Records contained in a dataset:

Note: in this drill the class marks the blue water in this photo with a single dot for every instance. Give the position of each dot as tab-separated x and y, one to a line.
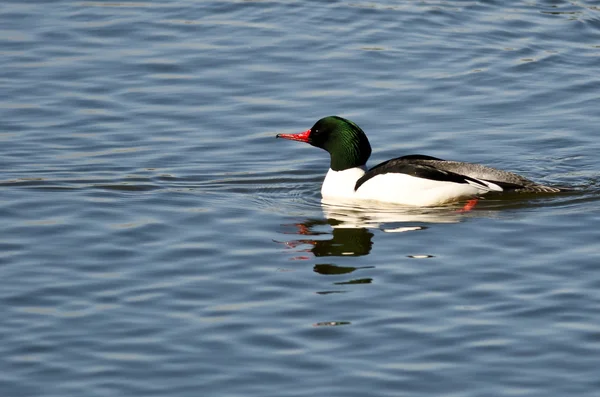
157	240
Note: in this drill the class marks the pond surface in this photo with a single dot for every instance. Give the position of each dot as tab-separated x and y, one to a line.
157	240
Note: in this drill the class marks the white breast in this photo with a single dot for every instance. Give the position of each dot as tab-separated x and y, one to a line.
409	190
340	184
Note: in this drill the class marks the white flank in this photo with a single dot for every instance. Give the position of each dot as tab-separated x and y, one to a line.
399	188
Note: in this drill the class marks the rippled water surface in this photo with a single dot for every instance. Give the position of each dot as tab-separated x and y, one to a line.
158	241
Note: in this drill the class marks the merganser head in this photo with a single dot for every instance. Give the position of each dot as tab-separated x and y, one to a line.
345	141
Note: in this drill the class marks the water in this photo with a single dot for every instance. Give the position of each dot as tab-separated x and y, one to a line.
157	239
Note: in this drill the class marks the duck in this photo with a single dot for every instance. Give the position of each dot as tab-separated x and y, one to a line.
411	180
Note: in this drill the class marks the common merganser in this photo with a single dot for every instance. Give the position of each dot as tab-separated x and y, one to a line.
415	180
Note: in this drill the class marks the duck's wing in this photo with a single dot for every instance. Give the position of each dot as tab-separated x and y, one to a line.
421	166
506	181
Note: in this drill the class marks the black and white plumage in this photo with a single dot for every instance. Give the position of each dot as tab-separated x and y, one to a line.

* **WHAT THE TASK ASKS**:
Make a word-for-word copy of the records above, excluding all pictures.

* **PROBLEM SOLUTION**:
Note: in this drill the class marks the blue water in this photo with a single dot for every instance. Give the position of each dot as tab-separated x and y, one to a line.
157	240
Note: in this drill the class marks the pond surface in this photo with a single dot for every instance. Give the position of each dot as tab-separated x and y, one to a line.
157	240
Note: in this drill the class marks the white breast in this photo with a single dot for every instance. Give the position of each dot as tab-separated x and y, one to a line.
409	190
340	184
Note: in this drill the class marks the white flank in this photo with a single dot for every instance. Give the position of each dot as tab-separated x and y, one to a line.
399	188
Note: in this drill the class marks the rippled water surface in this photo with a single dot for every instance. Give the position of each dot as tab-separated x and y, one to a line.
158	241
Note: in this drill the class marks the merganser head in this photo with a single dot for every instance. Give the position of each dot as tab-separated x and y, one to a line.
345	141
Note: in this drill the class marks the water in this photo with a single dot for every instance. Give the position of each dot as tab-separated x and y, one to a line.
157	239
Note: in this drill the class marks the duck in this photo with a single dot for every instance. Give the position of each dot as tab-separated x and y, one to a line.
411	180
Note: in this drill the class marks the common merganser in this photo with a single dot for every instance. Give the position of each dot as tab-separated x and y, one to a line.
415	180
Note: in this drill the class marks the duck's wing in this photo with a single dot for every instance. Give the position of each dot as tab-separated x and y, one to a line.
421	166
506	181
Note: in this drill the class marks the black and white plumage in this photo with a single dot for every instance. Give the position of each dot as tab-separated x and y, one to a line.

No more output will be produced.